[DIRECTIONS FOR THIS TASK] Reproduce every line of the entries below verbatim, leaving the pictures out.

Excerpts from labeled region data:
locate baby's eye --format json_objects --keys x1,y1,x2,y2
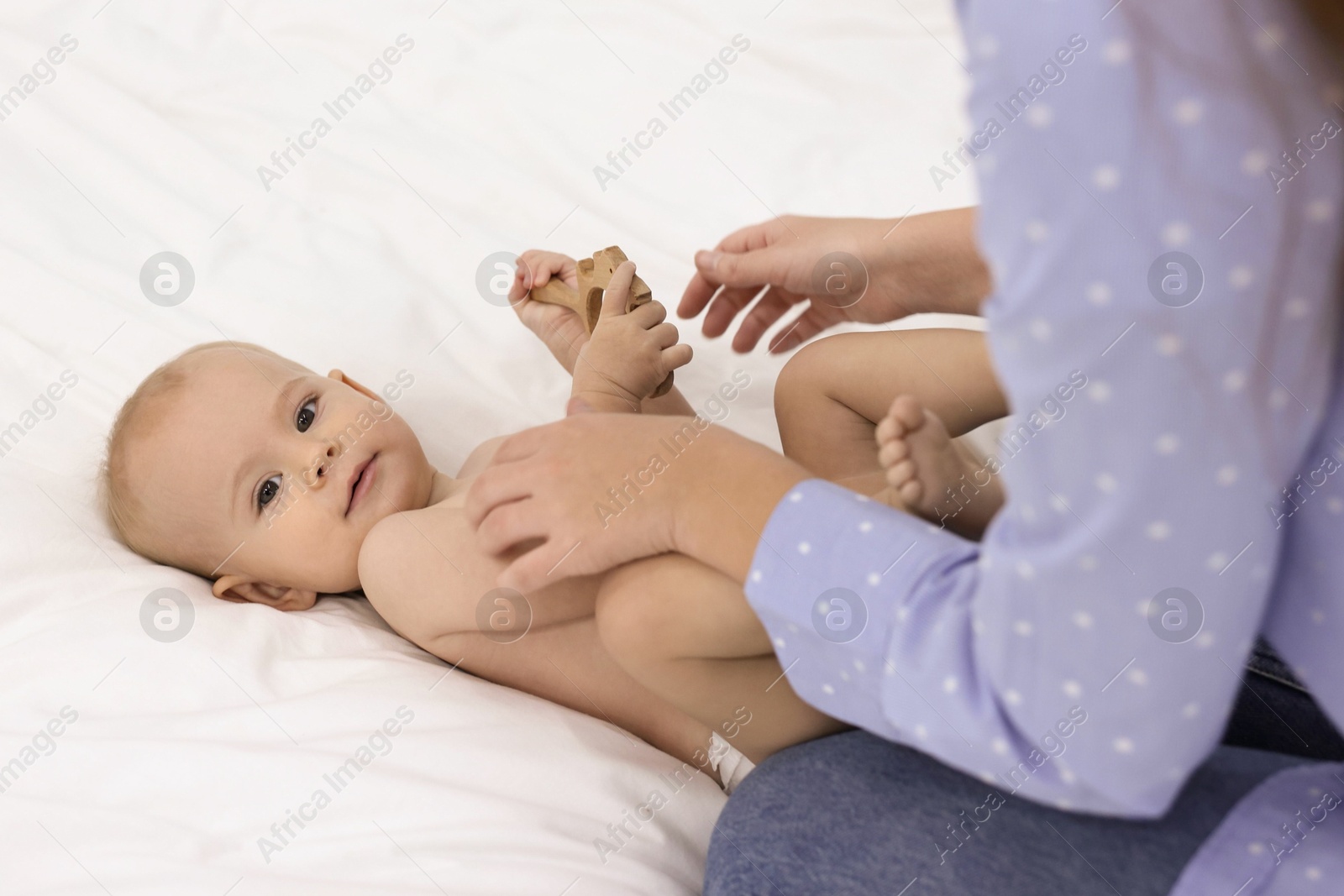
[
  {"x1": 257, "y1": 475, "x2": 280, "y2": 511},
  {"x1": 294, "y1": 398, "x2": 318, "y2": 432}
]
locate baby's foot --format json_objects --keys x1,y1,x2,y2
[{"x1": 876, "y1": 395, "x2": 1003, "y2": 538}]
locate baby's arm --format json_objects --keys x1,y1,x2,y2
[{"x1": 359, "y1": 502, "x2": 710, "y2": 764}]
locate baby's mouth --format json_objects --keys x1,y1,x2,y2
[{"x1": 345, "y1": 451, "x2": 378, "y2": 516}]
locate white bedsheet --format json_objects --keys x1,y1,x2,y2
[{"x1": 0, "y1": 0, "x2": 973, "y2": 896}]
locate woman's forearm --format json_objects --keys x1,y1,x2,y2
[{"x1": 672, "y1": 425, "x2": 811, "y2": 584}]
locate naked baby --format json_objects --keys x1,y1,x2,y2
[{"x1": 102, "y1": 251, "x2": 1001, "y2": 787}]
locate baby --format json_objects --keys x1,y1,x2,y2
[{"x1": 102, "y1": 251, "x2": 1004, "y2": 789}]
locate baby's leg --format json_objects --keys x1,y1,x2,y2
[
  {"x1": 596, "y1": 553, "x2": 848, "y2": 762},
  {"x1": 774, "y1": 329, "x2": 1008, "y2": 537}
]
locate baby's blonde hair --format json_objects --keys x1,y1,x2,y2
[{"x1": 98, "y1": 340, "x2": 307, "y2": 579}]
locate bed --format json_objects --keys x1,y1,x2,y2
[{"x1": 0, "y1": 0, "x2": 973, "y2": 896}]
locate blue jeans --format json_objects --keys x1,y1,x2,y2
[
  {"x1": 704, "y1": 731, "x2": 1302, "y2": 896},
  {"x1": 704, "y1": 643, "x2": 1344, "y2": 896}
]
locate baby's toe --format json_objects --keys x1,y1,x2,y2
[
  {"x1": 887, "y1": 395, "x2": 925, "y2": 432},
  {"x1": 878, "y1": 439, "x2": 910, "y2": 468},
  {"x1": 887, "y1": 461, "x2": 916, "y2": 489},
  {"x1": 896, "y1": 478, "x2": 923, "y2": 506}
]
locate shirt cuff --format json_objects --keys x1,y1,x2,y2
[{"x1": 746, "y1": 479, "x2": 977, "y2": 741}]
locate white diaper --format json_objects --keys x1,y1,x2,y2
[{"x1": 710, "y1": 731, "x2": 755, "y2": 794}]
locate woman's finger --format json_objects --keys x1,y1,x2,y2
[
  {"x1": 663, "y1": 343, "x2": 694, "y2": 371},
  {"x1": 701, "y1": 286, "x2": 761, "y2": 338},
  {"x1": 732, "y1": 286, "x2": 793, "y2": 352},
  {"x1": 769, "y1": 305, "x2": 835, "y2": 354}
]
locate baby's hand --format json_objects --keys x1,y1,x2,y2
[
  {"x1": 508, "y1": 249, "x2": 589, "y2": 374},
  {"x1": 571, "y1": 262, "x2": 690, "y2": 411}
]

[FINISHED TASK]
locate baby's eye --format json_objects --keys x1,y1,x2,y2
[
  {"x1": 257, "y1": 475, "x2": 280, "y2": 511},
  {"x1": 294, "y1": 398, "x2": 318, "y2": 432}
]
locate baby's foot --format json_objects --keys x1,y1,x2,y2
[{"x1": 876, "y1": 395, "x2": 1003, "y2": 538}]
locate baby's arm --format json_objects --keys x1,y1,x2,y2
[{"x1": 359, "y1": 502, "x2": 710, "y2": 764}]
locate baby's mouth --format json_objects --keys x1,y1,x2,y2
[{"x1": 345, "y1": 451, "x2": 378, "y2": 516}]
locate white bedsheet --format json_objects --keys x1,y1,x2,y2
[{"x1": 0, "y1": 0, "x2": 973, "y2": 896}]
locate woman's forearm --format json_objects --keys x1,y1,x2,y2
[{"x1": 672, "y1": 425, "x2": 811, "y2": 584}]
locate naked baby --format json_objects --keys x1,y1,x2,y2
[{"x1": 102, "y1": 251, "x2": 1001, "y2": 787}]
locate baby --format json_objects --keys x1,y1,x2,y2
[{"x1": 102, "y1": 251, "x2": 1004, "y2": 789}]
locate baby's leg --format json_objects --keys x1,y1,x2,y2
[
  {"x1": 596, "y1": 553, "x2": 848, "y2": 762},
  {"x1": 774, "y1": 329, "x2": 1008, "y2": 537}
]
locate baby's blonde hair --format json_objects --keys x1,y1,x2,y2
[{"x1": 98, "y1": 340, "x2": 307, "y2": 579}]
locate bed --format json_objects --keys x1,y1,x2,y2
[{"x1": 0, "y1": 0, "x2": 973, "y2": 896}]
locate blue jeans --format json_objects --keys x1,y1,x2,y2
[
  {"x1": 704, "y1": 731, "x2": 1302, "y2": 896},
  {"x1": 704, "y1": 643, "x2": 1344, "y2": 896}
]
locate baby's toe --format json_objects --keys x1,y1,x2,y2
[
  {"x1": 887, "y1": 395, "x2": 925, "y2": 432},
  {"x1": 878, "y1": 439, "x2": 910, "y2": 468},
  {"x1": 887, "y1": 461, "x2": 916, "y2": 489},
  {"x1": 896, "y1": 478, "x2": 923, "y2": 506}
]
locate shirt cuff --format json_objects --keys x1,y1,x2,y2
[{"x1": 746, "y1": 479, "x2": 977, "y2": 741}]
locate white diaper --format json_objects --keys x1,y1,x2,y2
[{"x1": 710, "y1": 731, "x2": 755, "y2": 794}]
locate woman's finger --format json_objects --keys x1,y1,x2,y2
[
  {"x1": 663, "y1": 343, "x2": 694, "y2": 371},
  {"x1": 701, "y1": 286, "x2": 761, "y2": 338},
  {"x1": 732, "y1": 286, "x2": 793, "y2": 352},
  {"x1": 769, "y1": 305, "x2": 835, "y2": 354}
]
locate baby's hand --format json_objects --keys x1,y1,x2,y2
[
  {"x1": 508, "y1": 249, "x2": 589, "y2": 374},
  {"x1": 571, "y1": 262, "x2": 690, "y2": 411}
]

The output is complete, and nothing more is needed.